The output should consist solely of the line containing "the white arrow" and the lines that follow it through the end of the data below.

--- EXERCISE DATA ---
※
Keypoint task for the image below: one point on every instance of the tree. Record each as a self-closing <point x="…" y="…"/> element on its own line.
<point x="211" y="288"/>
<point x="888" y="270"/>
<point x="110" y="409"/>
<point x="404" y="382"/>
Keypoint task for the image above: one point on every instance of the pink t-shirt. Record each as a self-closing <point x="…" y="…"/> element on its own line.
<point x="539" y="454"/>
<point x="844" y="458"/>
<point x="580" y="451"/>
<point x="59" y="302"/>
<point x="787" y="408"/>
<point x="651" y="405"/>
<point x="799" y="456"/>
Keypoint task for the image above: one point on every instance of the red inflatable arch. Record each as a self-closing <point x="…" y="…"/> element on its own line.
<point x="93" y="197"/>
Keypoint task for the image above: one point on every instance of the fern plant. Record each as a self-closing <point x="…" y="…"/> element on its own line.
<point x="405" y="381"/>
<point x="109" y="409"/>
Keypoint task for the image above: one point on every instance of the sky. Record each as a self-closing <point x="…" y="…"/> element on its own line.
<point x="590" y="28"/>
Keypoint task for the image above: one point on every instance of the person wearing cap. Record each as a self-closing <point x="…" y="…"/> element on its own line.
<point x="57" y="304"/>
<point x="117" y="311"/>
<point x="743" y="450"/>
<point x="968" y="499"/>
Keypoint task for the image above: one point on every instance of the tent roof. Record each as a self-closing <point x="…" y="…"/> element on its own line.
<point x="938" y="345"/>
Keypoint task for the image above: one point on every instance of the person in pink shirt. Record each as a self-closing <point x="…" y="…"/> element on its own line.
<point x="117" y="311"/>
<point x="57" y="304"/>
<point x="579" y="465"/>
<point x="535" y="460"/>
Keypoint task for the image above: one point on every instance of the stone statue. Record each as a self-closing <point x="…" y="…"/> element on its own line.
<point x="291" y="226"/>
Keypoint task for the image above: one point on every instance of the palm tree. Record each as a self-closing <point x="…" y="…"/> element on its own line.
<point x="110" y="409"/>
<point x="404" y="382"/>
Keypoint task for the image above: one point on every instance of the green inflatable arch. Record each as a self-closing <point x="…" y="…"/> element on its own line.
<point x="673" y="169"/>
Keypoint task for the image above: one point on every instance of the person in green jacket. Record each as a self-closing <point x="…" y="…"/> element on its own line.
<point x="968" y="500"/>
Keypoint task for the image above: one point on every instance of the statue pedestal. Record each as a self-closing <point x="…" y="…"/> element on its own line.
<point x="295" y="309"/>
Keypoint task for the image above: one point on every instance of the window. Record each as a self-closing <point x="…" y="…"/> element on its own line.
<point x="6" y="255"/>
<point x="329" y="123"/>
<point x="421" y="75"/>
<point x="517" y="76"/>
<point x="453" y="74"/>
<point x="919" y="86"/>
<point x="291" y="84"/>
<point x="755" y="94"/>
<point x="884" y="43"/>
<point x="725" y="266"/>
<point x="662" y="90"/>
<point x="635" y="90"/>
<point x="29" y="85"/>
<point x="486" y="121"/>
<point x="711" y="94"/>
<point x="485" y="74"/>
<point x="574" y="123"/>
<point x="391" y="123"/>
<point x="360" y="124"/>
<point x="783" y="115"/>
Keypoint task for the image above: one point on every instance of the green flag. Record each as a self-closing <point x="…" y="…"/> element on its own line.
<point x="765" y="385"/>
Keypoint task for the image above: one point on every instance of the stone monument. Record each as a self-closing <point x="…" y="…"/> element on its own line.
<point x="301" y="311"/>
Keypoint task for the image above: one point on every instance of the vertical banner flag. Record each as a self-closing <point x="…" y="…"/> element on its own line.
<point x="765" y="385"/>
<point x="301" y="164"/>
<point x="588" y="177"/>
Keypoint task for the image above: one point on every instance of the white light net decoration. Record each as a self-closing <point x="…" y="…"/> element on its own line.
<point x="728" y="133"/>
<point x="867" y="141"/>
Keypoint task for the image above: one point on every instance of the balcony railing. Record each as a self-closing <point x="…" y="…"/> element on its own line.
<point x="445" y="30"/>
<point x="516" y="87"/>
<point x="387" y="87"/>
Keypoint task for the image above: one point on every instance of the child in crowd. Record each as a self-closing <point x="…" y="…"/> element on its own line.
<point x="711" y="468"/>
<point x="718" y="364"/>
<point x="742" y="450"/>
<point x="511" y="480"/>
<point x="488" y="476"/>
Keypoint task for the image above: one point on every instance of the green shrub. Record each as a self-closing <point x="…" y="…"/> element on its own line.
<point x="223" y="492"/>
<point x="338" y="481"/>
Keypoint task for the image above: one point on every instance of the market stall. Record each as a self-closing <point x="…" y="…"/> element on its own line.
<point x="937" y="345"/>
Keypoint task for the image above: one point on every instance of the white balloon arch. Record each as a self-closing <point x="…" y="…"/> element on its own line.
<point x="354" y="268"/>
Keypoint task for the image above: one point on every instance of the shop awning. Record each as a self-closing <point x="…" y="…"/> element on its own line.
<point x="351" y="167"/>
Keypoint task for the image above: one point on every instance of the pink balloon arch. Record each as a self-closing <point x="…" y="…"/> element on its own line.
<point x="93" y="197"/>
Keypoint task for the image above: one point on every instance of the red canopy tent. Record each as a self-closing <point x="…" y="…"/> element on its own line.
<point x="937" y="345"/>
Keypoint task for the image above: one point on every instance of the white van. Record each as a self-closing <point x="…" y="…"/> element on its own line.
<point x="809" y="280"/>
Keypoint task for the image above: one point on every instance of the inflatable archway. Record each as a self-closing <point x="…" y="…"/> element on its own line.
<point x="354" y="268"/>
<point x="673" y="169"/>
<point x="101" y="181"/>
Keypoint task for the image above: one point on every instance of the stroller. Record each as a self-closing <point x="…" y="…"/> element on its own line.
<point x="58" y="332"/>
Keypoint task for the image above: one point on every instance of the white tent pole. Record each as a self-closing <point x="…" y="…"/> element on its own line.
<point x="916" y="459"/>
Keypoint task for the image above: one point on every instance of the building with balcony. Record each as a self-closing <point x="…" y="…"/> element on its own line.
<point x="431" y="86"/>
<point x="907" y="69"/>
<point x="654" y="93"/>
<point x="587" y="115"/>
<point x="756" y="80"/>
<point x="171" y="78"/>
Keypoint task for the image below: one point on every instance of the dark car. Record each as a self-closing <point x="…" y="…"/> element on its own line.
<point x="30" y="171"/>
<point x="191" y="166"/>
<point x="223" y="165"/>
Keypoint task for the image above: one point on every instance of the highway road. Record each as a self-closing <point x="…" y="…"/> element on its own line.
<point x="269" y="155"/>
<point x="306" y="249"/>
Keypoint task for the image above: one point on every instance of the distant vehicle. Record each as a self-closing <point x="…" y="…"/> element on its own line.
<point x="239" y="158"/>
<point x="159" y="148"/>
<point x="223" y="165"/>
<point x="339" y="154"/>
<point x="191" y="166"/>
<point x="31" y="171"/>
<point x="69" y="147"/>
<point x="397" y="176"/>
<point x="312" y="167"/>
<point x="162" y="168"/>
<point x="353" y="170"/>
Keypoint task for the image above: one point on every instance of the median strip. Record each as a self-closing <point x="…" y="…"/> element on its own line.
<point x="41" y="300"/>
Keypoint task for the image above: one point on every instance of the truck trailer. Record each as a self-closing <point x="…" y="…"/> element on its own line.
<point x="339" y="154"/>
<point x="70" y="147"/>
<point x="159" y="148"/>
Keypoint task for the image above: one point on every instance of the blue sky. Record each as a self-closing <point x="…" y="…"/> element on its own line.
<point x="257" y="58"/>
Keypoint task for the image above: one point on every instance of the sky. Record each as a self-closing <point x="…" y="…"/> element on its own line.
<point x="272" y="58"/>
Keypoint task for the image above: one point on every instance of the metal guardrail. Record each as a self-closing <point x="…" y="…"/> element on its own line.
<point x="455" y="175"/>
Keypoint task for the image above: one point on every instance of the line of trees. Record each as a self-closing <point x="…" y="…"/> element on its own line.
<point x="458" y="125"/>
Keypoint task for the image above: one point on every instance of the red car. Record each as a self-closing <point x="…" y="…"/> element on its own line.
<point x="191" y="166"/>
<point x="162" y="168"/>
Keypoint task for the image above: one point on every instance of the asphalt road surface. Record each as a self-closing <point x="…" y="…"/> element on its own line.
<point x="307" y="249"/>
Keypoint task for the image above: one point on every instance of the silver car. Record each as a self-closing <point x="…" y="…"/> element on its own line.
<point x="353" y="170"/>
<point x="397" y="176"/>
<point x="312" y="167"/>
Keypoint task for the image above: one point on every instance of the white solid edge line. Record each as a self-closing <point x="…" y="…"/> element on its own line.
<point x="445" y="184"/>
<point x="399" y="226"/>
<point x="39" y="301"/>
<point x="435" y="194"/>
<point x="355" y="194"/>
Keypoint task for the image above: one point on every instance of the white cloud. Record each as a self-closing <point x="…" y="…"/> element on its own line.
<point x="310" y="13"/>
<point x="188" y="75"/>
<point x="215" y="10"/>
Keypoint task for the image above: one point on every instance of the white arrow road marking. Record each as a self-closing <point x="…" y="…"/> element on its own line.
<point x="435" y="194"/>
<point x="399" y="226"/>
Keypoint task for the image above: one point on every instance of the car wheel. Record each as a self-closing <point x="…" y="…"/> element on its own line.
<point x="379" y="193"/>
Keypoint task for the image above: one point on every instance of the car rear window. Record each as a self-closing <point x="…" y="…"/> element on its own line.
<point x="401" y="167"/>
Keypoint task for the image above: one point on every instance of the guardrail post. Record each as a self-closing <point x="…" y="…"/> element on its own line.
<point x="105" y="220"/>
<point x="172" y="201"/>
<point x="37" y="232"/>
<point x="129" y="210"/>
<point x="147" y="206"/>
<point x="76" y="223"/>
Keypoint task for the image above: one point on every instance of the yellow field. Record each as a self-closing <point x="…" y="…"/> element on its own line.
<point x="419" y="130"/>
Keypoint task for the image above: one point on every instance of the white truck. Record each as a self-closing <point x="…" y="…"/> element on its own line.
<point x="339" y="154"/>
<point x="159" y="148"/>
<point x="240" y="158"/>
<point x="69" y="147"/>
※
--- REPLY TO THE EXERCISE ---
Keypoint task for the image above: one point on every instance of the white arrow road marking. Record each as a self-closing <point x="…" y="…"/> element on its own line.
<point x="435" y="194"/>
<point x="399" y="226"/>
Keypoint task for the image above: one point on every instance of the car wheel. Record each as a self-closing <point x="…" y="…"/> element on its own line.
<point x="379" y="193"/>
Keypoint task for the image above: one point on every instance of the car rear window. Record each as a self-closing <point x="…" y="…"/> element on its own line.
<point x="401" y="167"/>
Keypoint task for the image above: one point on every instance of the guardrail post. Record each as a self-closing <point x="…" y="…"/> element on its own line.
<point x="105" y="220"/>
<point x="172" y="201"/>
<point x="37" y="232"/>
<point x="129" y="210"/>
<point x="147" y="206"/>
<point x="76" y="223"/>
Keypoint task for the image above: one point on every instance of the yellow field. Record each as a self-closing <point x="…" y="…"/> element on its own line.
<point x="419" y="130"/>
Keypoint task for the image above: one point on every instance of the white truck. Record each as a self-closing <point x="…" y="…"/> element on its own line.
<point x="339" y="154"/>
<point x="159" y="148"/>
<point x="240" y="158"/>
<point x="69" y="147"/>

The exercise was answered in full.